▶ [Page]:
━━━━━━━━━━━━━━━━
Yasmine Abdulhafeez – La Femme dans le Développement et la Paix
Les conditions de vie difficiles et les conflits persistants au Yémen ont poussé de nombreuses familles yéménites à émigrer de manière forcée à la recherche d’un refuge sûr et d’une vie meilleure. Des pays comme l’Europe, les États-Unis, les pays du Golfe, l’Égypte et la Jordanie ont accueilli un grand nombre de migrants yéménites qui ont réussi à s’intégrer dans leurs nouvelles sociétés.
L’émigration yéménite à l’étranger a connu une augmentation notable ces dernières années, motivée par la crise humanitaire persistante dans le pays. Des estimations non officielles indiquent qu’il y a environ un million de yéménites en Égypte, entre résidents et réfugiés, et trois millions en Arabie Saoudite, entre travailleurs, résidents et réfugiés. De plus, des milliers de yéménites ont fui vers le Canada pour échapper aux conflits et à la pauvreté, où vivent actuellement environ huit mille yéménites.
Les États-Unis, ainsi que la Grande-Bretagne et l’Allemagne, sont devenus un refuge sûr pour de nombreux yéménites fuyant l’enfer du conflit et de la violence. Le désespoir pousse des milliers de yéménites à émigrer à la recherche d’une vie digne, loin du conflit qui dure dans le pays depuis 2015. De plus, la détérioration des conditions économiques et les violations répétées des droits humains à l’encontre des yéménites les incitent à chercher de meilleures opportunités d’emploi et une vie plus stable.
━━━━━━━━━━━━━━━━
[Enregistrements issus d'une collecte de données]
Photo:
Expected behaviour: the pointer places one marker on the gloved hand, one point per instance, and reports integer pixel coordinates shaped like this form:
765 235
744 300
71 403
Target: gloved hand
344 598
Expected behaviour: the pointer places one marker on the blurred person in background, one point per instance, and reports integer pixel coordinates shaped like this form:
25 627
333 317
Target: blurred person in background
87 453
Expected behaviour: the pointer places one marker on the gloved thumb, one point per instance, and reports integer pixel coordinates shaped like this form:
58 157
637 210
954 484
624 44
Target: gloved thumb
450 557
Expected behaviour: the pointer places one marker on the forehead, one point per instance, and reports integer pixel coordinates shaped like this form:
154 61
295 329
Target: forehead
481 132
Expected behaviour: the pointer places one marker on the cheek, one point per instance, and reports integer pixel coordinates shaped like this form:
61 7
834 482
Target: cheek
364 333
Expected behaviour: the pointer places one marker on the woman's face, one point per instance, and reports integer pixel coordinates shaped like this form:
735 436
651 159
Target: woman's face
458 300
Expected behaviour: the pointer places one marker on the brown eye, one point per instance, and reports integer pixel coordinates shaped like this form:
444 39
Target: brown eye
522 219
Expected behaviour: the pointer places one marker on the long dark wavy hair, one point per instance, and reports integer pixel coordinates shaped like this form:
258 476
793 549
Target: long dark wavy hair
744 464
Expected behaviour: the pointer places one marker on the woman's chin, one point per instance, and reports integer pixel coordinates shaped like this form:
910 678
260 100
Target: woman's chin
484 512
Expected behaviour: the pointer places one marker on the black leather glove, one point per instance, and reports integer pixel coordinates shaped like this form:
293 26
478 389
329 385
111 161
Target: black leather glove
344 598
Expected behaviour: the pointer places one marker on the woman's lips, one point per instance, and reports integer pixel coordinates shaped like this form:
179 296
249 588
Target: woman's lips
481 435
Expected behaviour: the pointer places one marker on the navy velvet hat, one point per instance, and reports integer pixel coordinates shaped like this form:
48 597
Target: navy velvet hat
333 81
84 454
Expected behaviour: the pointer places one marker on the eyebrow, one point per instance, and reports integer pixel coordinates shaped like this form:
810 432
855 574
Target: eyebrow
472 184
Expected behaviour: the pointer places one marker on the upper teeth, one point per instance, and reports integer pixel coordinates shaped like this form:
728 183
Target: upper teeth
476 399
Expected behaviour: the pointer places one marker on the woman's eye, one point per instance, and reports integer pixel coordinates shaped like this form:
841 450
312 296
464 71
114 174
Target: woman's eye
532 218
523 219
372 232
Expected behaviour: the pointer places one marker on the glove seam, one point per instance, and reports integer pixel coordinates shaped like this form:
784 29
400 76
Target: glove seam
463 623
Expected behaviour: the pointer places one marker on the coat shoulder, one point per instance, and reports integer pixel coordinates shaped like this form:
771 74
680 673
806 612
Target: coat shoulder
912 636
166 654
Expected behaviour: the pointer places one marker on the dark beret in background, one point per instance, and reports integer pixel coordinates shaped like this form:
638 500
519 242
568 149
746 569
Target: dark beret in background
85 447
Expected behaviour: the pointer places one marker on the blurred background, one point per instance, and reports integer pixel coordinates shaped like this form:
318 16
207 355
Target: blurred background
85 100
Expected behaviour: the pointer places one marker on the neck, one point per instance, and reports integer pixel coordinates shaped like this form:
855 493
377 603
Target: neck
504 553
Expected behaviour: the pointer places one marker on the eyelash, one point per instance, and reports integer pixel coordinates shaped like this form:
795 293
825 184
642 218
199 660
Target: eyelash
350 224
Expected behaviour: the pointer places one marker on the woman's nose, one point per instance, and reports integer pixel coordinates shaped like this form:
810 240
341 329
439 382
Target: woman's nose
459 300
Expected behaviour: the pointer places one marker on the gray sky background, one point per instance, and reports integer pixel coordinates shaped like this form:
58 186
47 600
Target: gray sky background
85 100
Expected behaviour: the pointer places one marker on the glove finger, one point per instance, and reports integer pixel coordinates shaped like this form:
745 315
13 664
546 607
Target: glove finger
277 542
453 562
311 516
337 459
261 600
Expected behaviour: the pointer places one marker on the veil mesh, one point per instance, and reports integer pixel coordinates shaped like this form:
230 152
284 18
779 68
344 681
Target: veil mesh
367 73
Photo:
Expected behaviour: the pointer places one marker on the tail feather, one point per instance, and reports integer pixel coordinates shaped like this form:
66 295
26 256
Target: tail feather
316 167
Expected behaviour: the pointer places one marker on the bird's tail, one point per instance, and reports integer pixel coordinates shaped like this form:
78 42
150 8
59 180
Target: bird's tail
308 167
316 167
━━━━━━━━━━━━━━━━
▶ [Exercice court A]: D'après le texte sur l'émigration yéménite, combien de Yéménites vivent actuellement au Canada ?
▶ [Exercice court B]: Rédigez la suite du texte sur l'émigration yéménite à partir de sa dernière phrase.
La liste ne sert à rien ici.

▶ [Réponse A]: Environ huit mille.

▶ [Réponse B]:
S’adapter à la culture du pays d’accueil
Les coutumes et traditions yéménites ont une influence significative sur la vie des femmes yéménites à l’étranger. Elles emportent avec elles un riche patrimoine culturel qui constitue une partie intégrante de leur identité. Cependant, elles se heurtent à une réalité différente qui entre en conflit avec les coutumes et traditions yéménites. Cette influence peut être à la fois positive et négative, variant en fonction des circonstances personnelles et sociales de chaque femme.
Parmi les effets positifs des coutumes et traditions yéménites sur la vie des femmes yéménites à l’étranger, on trouve le maintien de l’identité yéménite. En effet, ces coutumes et traditions aident à préserver l’identité nationale et à renforcer le sentiment d’appartenance à la communauté yéménite. Elles fournissent également un cadre social de soutien pour les femmes yéménites à l’étranger, leur permettant de communiquer avec des femmes partageant les mêmes cultures et valeurs. De plus, les femmes yéménites contribuent à transmettre ces coutumes et traditions à leurs enfants, ce qui aide à préserver le patrimoine yéménite dans le pays d’accueil et à établir des relations positives avec les communautés hôtes, grâce à l’échange de cultures et de traditions.
Quant aux effets négatifs des coutumes et traditions yéménites sur la vie des femmes yéménites à l’étranger se manifestent par la difficulté d’adaptation. En effet, elles peuvent avoir du mal à s’adapter aux cultures différentes dans les pays d’accueil, surtout si ces cultures sont en contradiction avec leurs propres habitudes et traditions. Certaines d’entre elles peuvent ressentir un isolement social, surtout s’il n’existe pas une grande communauté yéménite dans la région où elles vivent.
Sahar Ahmed (nom d’emprunt) a vécu une réalité entre une identité ancrée et une réalité contradictoire en Tunisie. Sahar est une jeune yéménite qui a émigré pour étudier en Tunisie en 2018. Elle a subi un choc culturel en faisant face à des regards étranges en raison de son attachement à son habillement conservateur (le niqab et l’abaya).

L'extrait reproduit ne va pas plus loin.